Please return every line in the items below that contains the word "house", copying each such line in full.

══ Extracted records

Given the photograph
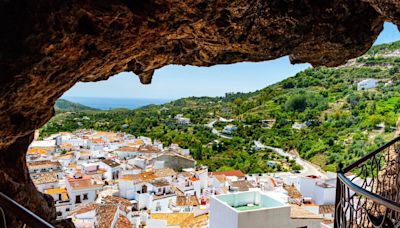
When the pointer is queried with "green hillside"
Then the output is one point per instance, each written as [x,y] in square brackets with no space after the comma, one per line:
[342,123]
[63,105]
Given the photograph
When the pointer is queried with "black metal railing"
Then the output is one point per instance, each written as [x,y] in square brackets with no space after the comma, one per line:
[8,207]
[368,190]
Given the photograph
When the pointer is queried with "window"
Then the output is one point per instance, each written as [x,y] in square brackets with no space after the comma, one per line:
[78,199]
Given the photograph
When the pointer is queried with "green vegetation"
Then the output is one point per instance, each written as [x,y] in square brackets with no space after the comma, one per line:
[343,123]
[63,105]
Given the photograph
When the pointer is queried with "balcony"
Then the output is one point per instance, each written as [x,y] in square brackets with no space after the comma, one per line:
[10,208]
[368,190]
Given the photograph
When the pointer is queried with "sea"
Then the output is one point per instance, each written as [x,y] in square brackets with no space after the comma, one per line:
[113,103]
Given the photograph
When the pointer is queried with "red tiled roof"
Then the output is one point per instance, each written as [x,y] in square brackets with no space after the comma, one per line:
[230,173]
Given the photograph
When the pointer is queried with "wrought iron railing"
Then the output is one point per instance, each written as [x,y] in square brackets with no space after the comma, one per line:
[8,207]
[368,190]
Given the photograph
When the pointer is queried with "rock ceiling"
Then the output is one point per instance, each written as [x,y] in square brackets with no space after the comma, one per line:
[48,46]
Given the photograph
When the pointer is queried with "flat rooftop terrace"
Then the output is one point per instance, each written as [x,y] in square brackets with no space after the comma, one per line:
[248,201]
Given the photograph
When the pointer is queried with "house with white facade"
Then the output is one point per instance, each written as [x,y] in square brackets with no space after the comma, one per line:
[82,189]
[321,191]
[111,167]
[257,210]
[229,129]
[366,84]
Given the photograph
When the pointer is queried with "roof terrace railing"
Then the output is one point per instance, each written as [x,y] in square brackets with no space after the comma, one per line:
[9,207]
[368,190]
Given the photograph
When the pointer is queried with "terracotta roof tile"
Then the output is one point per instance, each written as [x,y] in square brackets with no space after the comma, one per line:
[230,173]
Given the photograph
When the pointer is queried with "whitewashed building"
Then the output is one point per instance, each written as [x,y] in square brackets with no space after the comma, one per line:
[366,84]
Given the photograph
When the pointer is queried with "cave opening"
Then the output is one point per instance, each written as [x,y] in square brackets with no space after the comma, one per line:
[45,49]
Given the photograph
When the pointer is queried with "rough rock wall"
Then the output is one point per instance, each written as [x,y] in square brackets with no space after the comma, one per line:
[48,46]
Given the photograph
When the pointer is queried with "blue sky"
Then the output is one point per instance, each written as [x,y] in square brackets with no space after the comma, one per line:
[172,82]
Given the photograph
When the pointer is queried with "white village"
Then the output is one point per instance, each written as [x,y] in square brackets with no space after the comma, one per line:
[108,179]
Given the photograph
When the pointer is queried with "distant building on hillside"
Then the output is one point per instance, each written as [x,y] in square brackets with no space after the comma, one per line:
[228,129]
[299,126]
[366,84]
[180,120]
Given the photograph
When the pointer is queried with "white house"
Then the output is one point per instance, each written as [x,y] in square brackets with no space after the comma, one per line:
[321,191]
[82,189]
[366,84]
[257,210]
[112,169]
[228,129]
[61,201]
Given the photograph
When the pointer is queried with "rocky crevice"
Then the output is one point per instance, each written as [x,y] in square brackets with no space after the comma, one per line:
[48,46]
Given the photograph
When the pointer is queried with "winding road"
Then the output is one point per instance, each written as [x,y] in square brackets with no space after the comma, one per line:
[308,168]
[215,131]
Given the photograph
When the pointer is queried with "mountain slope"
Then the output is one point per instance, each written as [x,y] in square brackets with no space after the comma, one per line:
[63,105]
[340,122]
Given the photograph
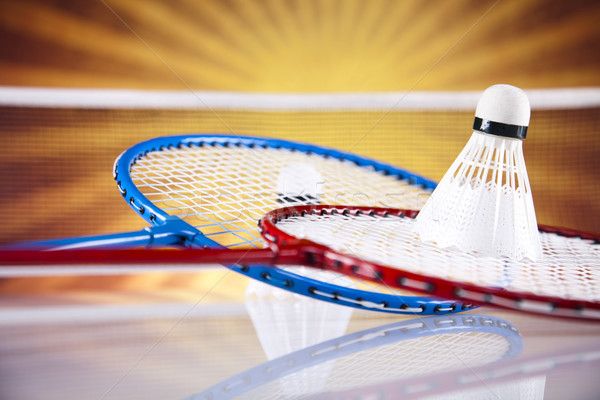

════

Expected output
When the pointer is queried with "house with white facade"
When the pointer is queried with "white house"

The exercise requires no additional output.